DATA FOR THE TASK:
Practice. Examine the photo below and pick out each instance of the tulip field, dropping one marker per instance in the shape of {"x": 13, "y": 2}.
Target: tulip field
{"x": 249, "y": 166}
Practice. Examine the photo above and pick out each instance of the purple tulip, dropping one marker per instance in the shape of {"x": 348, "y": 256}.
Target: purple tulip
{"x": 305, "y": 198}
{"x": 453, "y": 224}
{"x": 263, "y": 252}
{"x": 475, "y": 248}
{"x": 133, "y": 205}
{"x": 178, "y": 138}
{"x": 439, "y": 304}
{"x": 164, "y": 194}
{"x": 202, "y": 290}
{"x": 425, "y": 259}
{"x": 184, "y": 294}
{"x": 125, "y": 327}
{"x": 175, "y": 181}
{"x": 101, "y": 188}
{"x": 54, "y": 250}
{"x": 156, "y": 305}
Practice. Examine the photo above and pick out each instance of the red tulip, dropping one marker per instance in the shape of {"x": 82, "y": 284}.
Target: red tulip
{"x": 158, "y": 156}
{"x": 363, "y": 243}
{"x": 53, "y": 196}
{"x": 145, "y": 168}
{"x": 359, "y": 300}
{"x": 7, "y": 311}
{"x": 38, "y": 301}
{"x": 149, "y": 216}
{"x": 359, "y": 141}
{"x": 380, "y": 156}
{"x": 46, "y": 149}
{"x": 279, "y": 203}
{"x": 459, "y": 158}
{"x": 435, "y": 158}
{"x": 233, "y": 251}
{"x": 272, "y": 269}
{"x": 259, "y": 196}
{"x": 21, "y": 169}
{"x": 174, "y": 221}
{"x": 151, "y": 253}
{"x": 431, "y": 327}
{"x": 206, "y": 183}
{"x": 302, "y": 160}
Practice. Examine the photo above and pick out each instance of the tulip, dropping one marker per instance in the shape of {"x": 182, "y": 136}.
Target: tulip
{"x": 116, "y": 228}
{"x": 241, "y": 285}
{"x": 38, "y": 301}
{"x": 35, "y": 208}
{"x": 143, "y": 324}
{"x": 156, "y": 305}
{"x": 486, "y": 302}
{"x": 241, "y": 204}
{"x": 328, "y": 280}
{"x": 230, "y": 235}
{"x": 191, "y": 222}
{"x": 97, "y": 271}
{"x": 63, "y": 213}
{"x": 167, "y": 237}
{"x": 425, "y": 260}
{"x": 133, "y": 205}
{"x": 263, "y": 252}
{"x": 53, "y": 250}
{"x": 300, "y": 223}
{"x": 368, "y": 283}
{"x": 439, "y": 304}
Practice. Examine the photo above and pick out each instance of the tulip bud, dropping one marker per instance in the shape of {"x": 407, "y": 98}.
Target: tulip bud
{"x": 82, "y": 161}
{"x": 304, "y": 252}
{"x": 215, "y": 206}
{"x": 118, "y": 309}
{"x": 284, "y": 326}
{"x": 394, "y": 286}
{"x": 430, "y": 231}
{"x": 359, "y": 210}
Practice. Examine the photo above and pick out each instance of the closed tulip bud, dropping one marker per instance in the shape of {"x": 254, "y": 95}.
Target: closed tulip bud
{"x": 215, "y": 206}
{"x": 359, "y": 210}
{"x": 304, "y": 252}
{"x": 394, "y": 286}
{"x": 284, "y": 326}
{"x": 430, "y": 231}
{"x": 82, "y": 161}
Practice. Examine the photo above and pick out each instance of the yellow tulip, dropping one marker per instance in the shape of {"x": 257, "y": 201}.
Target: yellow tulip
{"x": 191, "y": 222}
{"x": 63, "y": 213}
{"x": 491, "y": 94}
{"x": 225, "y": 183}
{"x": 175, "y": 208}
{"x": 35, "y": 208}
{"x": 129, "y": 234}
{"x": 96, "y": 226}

YOUR INSTRUCTIONS:
Reproduce verbatim every line from the one containing "of the closed" up to and including the last line of the records above.

SOLUTION TO THE EXERCISE:
Practice. Examine the photo above and pick out each instance of the closed tulip bud, dropping one marker per instance in the shape of {"x": 254, "y": 95}.
Target: closed tulip bud
{"x": 215, "y": 206}
{"x": 359, "y": 210}
{"x": 304, "y": 252}
{"x": 394, "y": 286}
{"x": 284, "y": 326}
{"x": 430, "y": 231}
{"x": 82, "y": 161}
Practice. Examine the photo above and pick out each instance of the yellow tulip, dropping one marker per instance in the shape of {"x": 257, "y": 201}.
Target: yellow tulip
{"x": 191, "y": 222}
{"x": 63, "y": 213}
{"x": 491, "y": 94}
{"x": 225, "y": 183}
{"x": 175, "y": 208}
{"x": 35, "y": 208}
{"x": 129, "y": 234}
{"x": 96, "y": 226}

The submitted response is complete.